Fragmento para leer:
¡Traductores del mundo!El debate reciente –si es que realmente se trata de un debate y no de una reacción marginal ante la emergencia y consolidación de una nueva ética de la edición- sobre la figura del traductor y su papel más o menos protagonista en la autoría de la obra literaria, ya parece estar muy gastado y por ello ser incapaz de proponer nuevas perspectivas. La traducción es sin lugar a dudas una actividad fundamental en lo que entendemos de forma consensuada como «Cultura», y el traductor es una figura central en la selección, circulación y comprensión de la trama de textos que la componen.

 

Por Ernesto Bottini

 

Discutir este rol protagónico de la traducción tanto en la cultura del libro como en la industria editorial se antoja una pérdida de tiempo, pero la consideración sobre la pertinencia de situar el nombre del traductor/a en la cubierta del libro, si es suficiente que aparezca en la portada del mismo o quizá recluido en el extrarradio de los créditos, parece una buena excusa para recordar la historia de José Robles Pazos, profesor y traductor gallego asesinado en el contexto de la Guerra Civil española, al que debemos, entre otras cosas, una de las primeras aproximaciones en lengua castellana a la obra del novelista estadounidense John Dos Passos. Pieza clave de la revolución novelística de principios del siglo XX, Dos Passos había publicado en el año 1925 su novela Manhattan Transfer, obra que significó un punto de apoyo trascendental y a la vez una cima en la forma y la estética narrativa de la modernidad. La obra recoge, junto con sus equivalentes europeos y sudamericanos, los cambios sociales, urbanísticos, económicos (y de toda otra índole) que se estaban produciendo en el mundo en el convulso periodo de entreguerras. La traducción de Robles se publicó en España en el año 1929, en la editorial Cénit, con prólogo del traductor.

Tarea planteada: Indica si cada afirmación concuerda con el fragmento sobre el traductor José Robles Pazos y, para cada una, responde sí o no citando literalmente las palabras del fragmento que lo deciden. 1. José Robles Pazos fue profesor y traductor gallego. 2. Dos Passos publicó Manhattan Transfer en 1929. 3. La traducción de Robles apareció con un prólogo del propio traductor.

Ítems proporcionados:
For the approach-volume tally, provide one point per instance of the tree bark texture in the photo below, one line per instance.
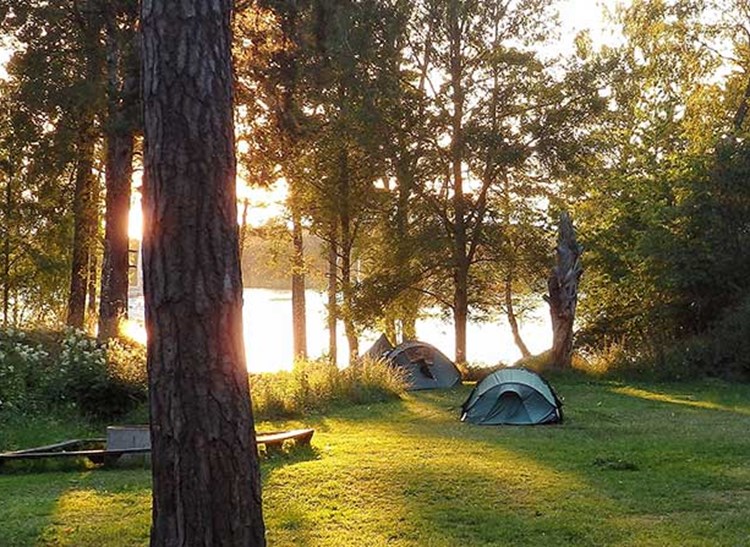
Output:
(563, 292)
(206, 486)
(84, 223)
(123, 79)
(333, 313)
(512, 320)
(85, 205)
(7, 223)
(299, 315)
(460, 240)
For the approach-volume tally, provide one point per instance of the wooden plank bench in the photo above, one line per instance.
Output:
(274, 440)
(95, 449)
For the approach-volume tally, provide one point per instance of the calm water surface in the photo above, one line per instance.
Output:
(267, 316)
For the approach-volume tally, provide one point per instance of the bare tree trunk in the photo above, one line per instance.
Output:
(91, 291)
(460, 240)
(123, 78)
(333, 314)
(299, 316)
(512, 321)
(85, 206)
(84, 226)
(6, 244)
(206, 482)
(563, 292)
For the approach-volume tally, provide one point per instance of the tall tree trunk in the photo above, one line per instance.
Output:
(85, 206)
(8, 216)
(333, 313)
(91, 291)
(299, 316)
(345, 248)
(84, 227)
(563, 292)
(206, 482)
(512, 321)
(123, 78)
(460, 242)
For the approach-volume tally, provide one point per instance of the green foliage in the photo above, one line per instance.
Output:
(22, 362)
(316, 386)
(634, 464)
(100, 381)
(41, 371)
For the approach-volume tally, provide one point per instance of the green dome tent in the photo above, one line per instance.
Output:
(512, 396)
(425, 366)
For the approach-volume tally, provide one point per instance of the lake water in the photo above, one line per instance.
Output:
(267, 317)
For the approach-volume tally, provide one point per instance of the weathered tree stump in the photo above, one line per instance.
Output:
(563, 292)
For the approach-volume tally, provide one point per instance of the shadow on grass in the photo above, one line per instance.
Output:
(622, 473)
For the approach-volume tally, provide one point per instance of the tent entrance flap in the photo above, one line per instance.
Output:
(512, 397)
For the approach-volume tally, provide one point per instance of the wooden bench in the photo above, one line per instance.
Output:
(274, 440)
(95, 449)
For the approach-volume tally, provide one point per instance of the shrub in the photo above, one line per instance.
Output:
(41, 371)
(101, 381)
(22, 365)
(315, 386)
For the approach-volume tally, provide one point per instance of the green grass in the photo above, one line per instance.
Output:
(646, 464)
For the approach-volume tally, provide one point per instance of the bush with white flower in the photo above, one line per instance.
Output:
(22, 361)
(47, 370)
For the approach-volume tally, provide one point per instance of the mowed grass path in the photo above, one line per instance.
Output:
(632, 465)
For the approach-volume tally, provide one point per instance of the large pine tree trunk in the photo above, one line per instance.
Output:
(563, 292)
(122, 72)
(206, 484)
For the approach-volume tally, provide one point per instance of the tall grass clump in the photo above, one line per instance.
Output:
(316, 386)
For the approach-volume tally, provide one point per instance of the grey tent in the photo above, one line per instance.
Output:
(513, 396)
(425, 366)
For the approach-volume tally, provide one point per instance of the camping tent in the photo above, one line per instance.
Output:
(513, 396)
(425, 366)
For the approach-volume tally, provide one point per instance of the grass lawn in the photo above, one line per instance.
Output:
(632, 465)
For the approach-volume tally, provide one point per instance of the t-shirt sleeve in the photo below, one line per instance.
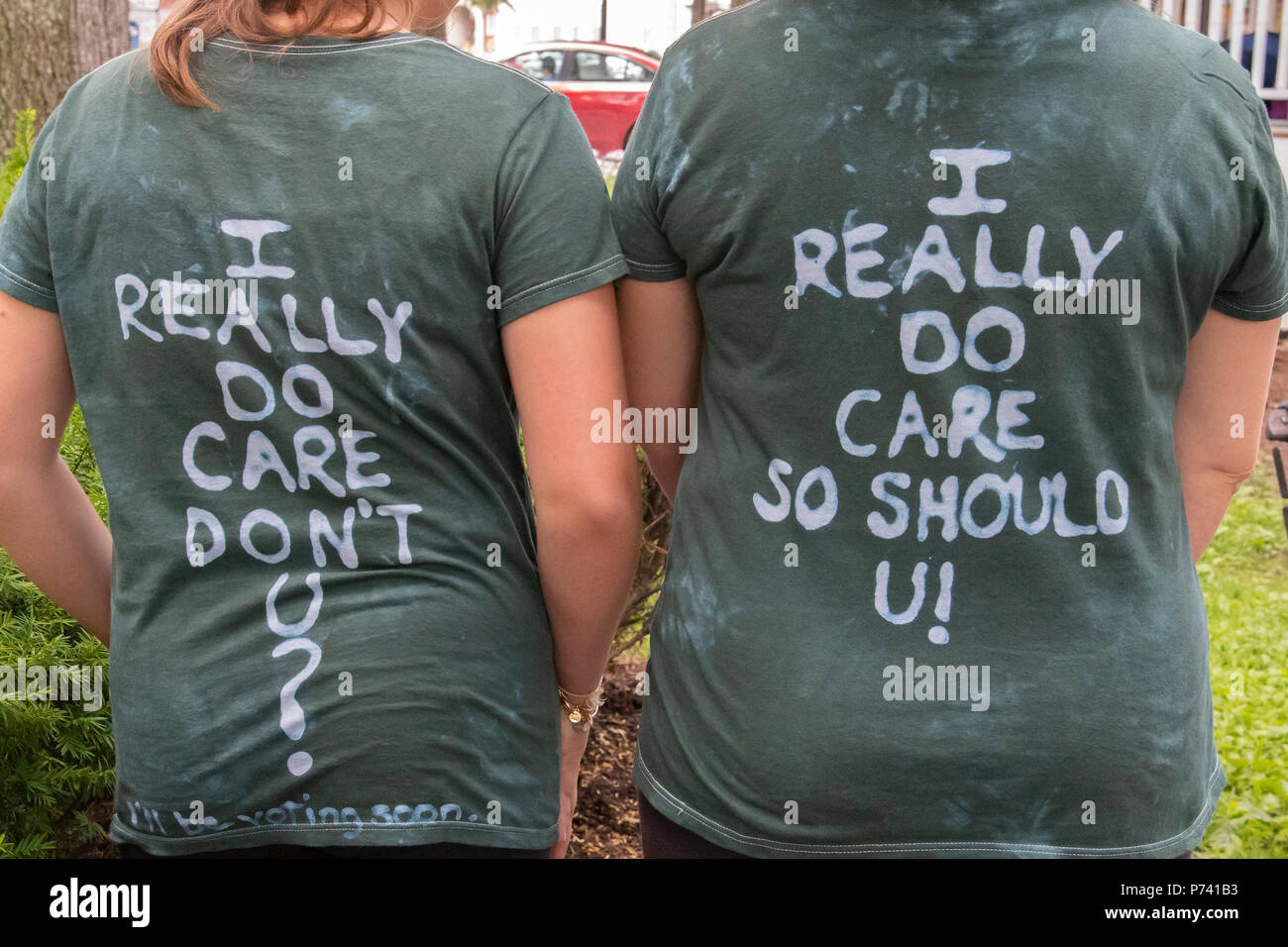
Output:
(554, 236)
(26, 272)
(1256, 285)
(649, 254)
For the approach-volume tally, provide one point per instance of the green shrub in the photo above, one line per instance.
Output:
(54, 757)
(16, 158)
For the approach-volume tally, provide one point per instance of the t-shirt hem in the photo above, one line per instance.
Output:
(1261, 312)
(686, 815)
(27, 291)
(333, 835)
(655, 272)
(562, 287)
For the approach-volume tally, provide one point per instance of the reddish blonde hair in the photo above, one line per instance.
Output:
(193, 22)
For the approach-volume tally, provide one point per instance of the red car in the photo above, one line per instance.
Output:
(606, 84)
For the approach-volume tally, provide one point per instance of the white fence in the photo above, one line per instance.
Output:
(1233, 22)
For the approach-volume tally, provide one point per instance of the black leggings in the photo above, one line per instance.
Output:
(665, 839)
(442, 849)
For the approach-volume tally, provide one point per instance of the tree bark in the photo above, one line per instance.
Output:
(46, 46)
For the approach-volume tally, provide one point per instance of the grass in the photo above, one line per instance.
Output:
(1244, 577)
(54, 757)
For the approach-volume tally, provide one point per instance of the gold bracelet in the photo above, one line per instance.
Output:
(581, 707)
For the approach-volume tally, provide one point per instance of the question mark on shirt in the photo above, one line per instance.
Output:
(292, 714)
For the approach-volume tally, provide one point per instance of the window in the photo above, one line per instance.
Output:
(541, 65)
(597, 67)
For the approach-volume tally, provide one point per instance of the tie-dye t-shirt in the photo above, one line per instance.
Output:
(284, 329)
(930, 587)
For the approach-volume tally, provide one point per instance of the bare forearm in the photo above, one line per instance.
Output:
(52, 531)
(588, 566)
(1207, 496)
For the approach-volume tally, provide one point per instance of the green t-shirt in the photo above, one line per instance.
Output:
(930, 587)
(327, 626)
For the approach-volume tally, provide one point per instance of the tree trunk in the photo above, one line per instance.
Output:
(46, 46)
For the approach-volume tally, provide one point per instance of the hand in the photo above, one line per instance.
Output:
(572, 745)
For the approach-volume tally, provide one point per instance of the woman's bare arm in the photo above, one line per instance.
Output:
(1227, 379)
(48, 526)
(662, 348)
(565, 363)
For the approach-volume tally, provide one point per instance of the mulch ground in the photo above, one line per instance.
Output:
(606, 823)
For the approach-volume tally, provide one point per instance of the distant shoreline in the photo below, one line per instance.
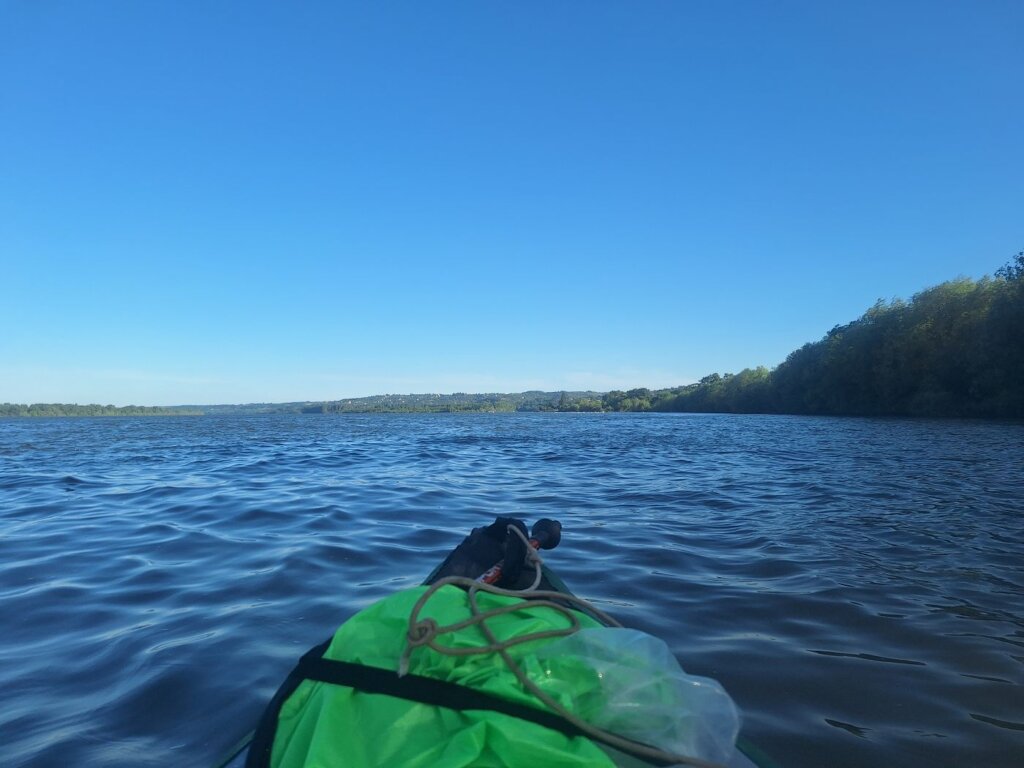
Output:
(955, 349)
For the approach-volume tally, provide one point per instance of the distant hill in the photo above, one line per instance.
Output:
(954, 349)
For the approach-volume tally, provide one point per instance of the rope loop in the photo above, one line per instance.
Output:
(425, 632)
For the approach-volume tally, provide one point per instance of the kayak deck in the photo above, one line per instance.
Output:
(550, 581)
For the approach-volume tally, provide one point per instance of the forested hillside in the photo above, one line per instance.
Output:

Solución de tarea:
1. Sí: «José Robles Pazos, profesor y traductor gallego asesinado en el contexto de la Guerra Civil española».
2. No: «Dos Passos había publicado en el año 1925 su novela Manhattan Transfer».
3. Sí: «La traducción de Robles se publicó en España en el año 1929, en la editorial Cénit, con prólogo del traductor».